__Instructions to follow__
Copy each of the rows below word for word, leaving the pictures out of your copy.

__The input__

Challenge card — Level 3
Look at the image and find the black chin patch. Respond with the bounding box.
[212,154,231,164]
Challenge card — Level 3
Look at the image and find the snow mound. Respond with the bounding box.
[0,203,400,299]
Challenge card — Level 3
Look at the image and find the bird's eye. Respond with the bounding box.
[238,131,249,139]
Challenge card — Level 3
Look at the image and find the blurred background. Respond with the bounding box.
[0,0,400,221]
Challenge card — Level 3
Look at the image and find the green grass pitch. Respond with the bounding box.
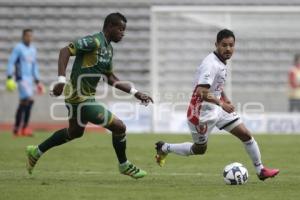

__The response__
Challenge card — Level 3
Look at the image and find the black chin patch. Respond with the bounding box.
[212,154,231,164]
Challenge card — Level 3
Look at the image and find the snow mound. Respond with the bounding box.
[0,203,400,299]
Challenge card — Level 3
Look at the image and find the bird's eye. Respond with the bounding box.
[238,131,249,139]
Challenge card — Level 3
Look at the image and find the blurred background. Respond with the bounding box.
[0,0,400,221]
Challenge card — Level 3
Look at the image and find the green grass pitch. Respond with the bounding box.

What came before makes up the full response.